GIVEN ENTRIES:
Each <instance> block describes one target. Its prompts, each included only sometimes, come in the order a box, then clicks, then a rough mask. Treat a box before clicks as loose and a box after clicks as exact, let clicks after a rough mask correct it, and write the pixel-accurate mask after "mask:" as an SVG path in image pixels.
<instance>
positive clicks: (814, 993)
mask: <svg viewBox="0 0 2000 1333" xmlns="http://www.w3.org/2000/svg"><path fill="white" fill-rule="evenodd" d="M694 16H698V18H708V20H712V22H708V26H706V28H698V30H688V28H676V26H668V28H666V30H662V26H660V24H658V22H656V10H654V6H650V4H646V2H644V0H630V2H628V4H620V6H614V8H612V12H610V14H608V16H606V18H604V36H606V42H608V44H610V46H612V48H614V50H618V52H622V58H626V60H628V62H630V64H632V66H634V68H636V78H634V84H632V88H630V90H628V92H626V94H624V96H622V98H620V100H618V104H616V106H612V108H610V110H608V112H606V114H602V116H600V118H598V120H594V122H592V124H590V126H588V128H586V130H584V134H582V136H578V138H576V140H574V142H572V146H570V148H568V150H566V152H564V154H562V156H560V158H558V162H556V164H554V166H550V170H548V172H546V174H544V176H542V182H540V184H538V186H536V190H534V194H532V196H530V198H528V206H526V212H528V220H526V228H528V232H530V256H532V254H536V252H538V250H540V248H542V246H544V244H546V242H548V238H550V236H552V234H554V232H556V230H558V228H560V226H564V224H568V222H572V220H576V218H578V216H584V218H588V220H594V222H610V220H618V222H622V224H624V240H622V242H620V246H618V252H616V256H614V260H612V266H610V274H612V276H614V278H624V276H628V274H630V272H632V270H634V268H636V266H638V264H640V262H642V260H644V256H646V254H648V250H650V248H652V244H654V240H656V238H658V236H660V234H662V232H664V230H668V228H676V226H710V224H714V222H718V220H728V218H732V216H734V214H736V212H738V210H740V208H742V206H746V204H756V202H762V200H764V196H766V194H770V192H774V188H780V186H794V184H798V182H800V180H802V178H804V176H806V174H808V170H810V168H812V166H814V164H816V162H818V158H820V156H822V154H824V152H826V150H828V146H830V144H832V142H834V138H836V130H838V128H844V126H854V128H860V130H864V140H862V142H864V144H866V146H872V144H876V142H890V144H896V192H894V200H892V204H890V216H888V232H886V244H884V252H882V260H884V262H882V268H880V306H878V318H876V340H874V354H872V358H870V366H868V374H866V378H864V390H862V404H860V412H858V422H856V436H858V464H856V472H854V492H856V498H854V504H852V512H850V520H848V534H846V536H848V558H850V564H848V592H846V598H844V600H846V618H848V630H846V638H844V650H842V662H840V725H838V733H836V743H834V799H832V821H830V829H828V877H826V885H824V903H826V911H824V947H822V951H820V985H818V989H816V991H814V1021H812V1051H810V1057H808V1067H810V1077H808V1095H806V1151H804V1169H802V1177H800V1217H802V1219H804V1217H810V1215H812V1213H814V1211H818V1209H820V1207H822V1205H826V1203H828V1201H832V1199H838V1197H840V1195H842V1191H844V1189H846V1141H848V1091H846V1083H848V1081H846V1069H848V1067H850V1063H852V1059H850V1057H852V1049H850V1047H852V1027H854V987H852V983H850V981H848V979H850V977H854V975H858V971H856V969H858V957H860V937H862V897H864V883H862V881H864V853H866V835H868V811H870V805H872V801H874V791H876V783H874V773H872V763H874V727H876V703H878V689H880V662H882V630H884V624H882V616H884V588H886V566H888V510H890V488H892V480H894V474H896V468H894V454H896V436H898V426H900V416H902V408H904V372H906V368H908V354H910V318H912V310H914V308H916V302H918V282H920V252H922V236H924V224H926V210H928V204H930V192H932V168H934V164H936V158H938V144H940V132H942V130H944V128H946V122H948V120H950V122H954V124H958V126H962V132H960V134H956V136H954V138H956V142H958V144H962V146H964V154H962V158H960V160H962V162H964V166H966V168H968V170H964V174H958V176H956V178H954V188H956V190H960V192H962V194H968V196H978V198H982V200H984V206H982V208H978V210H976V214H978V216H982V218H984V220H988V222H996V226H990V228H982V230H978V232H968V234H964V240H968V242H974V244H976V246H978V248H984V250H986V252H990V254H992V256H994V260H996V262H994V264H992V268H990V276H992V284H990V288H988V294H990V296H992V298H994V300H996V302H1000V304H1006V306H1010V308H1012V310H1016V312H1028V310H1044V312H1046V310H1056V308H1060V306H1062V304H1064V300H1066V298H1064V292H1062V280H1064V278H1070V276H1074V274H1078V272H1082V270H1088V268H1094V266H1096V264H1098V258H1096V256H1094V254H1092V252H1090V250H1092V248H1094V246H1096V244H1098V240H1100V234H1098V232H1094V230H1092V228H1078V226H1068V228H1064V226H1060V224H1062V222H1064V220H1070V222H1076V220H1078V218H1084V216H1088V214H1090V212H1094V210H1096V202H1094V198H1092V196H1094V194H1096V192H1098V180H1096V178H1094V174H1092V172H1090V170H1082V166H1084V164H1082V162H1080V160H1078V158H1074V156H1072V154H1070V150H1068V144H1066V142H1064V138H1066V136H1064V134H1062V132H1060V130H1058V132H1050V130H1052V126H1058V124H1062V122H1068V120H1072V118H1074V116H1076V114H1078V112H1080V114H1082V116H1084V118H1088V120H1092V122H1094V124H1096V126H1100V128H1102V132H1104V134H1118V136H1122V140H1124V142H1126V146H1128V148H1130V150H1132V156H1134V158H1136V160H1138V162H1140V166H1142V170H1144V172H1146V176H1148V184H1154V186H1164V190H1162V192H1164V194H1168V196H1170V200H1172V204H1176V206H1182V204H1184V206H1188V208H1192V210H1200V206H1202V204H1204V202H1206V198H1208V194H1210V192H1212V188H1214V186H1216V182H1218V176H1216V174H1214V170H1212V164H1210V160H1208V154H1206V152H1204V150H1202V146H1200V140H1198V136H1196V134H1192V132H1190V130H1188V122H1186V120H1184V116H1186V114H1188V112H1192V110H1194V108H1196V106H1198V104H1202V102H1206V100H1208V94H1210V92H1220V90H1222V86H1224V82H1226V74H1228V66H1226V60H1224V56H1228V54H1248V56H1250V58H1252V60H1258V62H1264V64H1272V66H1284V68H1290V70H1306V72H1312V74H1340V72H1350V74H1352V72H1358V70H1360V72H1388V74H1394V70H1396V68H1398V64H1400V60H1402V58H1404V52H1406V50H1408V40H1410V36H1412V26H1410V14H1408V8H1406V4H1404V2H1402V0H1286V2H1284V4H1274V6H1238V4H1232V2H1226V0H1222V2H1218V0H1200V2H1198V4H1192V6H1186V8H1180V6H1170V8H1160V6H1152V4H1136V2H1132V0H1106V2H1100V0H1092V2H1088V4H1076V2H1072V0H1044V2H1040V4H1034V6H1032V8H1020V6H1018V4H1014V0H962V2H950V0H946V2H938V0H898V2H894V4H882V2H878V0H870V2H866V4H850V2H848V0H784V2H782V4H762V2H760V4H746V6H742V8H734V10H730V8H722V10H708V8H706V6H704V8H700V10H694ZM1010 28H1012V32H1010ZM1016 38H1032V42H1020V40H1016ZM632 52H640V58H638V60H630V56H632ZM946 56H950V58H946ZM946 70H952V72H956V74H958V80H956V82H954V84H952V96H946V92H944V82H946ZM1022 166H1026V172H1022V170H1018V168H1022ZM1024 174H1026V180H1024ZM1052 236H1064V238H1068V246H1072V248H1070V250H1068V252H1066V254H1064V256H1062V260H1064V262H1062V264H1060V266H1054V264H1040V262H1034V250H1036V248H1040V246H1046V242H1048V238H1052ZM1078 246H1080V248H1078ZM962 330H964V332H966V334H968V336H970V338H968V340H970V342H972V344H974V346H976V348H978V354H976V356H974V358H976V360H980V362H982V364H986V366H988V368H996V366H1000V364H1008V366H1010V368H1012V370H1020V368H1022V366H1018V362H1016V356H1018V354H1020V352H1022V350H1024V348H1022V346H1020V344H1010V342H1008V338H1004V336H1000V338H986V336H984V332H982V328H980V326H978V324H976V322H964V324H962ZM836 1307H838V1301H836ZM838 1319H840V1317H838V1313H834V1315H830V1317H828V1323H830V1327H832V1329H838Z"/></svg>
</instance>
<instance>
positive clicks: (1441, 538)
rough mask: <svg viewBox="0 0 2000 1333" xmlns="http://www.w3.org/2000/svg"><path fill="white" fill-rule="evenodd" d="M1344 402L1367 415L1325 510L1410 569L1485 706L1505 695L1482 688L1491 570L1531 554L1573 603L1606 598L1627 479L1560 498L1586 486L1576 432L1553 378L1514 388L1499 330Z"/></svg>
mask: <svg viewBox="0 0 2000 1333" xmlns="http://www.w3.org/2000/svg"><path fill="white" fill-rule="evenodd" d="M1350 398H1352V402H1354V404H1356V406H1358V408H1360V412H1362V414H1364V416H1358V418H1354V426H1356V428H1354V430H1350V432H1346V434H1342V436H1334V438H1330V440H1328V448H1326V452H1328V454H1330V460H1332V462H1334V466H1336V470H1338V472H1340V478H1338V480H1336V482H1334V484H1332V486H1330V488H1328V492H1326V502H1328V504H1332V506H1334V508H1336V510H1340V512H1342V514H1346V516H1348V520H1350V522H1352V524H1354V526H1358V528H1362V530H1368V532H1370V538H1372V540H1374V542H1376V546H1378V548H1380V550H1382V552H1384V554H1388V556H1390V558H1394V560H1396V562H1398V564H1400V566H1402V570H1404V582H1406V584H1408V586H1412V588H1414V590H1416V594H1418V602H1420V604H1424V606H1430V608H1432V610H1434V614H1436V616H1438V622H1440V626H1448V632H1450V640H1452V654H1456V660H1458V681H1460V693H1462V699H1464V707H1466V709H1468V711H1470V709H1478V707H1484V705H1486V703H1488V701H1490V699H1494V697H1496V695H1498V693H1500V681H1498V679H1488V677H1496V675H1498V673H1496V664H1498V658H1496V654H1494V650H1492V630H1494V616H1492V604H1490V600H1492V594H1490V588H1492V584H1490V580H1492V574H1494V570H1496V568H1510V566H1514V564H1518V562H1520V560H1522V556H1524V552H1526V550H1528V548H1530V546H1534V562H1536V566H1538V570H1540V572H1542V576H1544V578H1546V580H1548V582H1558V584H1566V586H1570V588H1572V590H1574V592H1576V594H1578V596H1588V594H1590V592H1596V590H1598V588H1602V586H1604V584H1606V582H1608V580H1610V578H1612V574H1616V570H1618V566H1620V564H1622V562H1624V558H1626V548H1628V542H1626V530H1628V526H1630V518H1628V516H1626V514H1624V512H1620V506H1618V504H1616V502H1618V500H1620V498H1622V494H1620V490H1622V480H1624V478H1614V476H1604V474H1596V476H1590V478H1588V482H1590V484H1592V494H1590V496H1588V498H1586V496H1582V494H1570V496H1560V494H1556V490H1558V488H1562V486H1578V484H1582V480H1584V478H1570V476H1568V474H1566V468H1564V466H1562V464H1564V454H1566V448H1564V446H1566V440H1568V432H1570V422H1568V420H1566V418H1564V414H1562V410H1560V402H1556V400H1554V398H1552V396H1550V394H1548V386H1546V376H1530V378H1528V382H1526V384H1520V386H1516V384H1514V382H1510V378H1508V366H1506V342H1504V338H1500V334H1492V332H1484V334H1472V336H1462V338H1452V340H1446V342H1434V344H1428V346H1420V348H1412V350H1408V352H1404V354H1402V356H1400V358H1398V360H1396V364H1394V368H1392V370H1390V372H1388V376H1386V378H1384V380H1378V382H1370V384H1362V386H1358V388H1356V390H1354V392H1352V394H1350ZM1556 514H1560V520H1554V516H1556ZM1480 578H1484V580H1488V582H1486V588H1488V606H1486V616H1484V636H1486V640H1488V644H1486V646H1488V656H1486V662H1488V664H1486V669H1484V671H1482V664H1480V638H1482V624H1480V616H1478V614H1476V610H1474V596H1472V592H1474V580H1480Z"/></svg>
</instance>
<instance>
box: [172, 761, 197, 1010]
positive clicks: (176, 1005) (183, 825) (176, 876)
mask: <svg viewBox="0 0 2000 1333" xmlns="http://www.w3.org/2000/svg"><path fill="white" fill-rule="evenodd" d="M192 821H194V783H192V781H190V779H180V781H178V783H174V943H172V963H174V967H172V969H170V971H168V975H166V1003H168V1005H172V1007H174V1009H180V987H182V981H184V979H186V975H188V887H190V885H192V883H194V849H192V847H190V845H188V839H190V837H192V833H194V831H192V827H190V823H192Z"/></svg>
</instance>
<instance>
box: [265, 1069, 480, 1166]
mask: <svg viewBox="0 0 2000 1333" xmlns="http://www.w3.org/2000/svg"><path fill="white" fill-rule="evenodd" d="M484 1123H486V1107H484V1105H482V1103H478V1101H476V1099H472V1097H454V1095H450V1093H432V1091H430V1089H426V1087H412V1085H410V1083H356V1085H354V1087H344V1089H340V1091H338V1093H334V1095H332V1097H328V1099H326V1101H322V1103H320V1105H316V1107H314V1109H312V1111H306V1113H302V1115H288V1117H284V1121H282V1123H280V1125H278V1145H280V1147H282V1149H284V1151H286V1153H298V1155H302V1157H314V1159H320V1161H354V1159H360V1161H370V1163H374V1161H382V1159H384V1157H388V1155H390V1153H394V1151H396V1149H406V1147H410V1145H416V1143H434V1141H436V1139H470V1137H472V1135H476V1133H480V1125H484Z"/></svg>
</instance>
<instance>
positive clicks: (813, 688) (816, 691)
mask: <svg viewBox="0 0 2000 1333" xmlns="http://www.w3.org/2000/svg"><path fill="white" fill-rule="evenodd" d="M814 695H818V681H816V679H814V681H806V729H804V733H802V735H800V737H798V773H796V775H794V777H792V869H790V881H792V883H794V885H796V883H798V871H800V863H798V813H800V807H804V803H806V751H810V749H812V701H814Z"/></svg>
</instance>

TASK TO COMPLETE:
Read the data above. Pull out each line in which the string "positive" appears.

RESULT FOR THIS TASK:
positive clicks: (814, 993)
positive clicks: (1441, 538)
positive clicks: (176, 1005) (183, 825) (176, 876)
positive clicks: (813, 688) (816, 691)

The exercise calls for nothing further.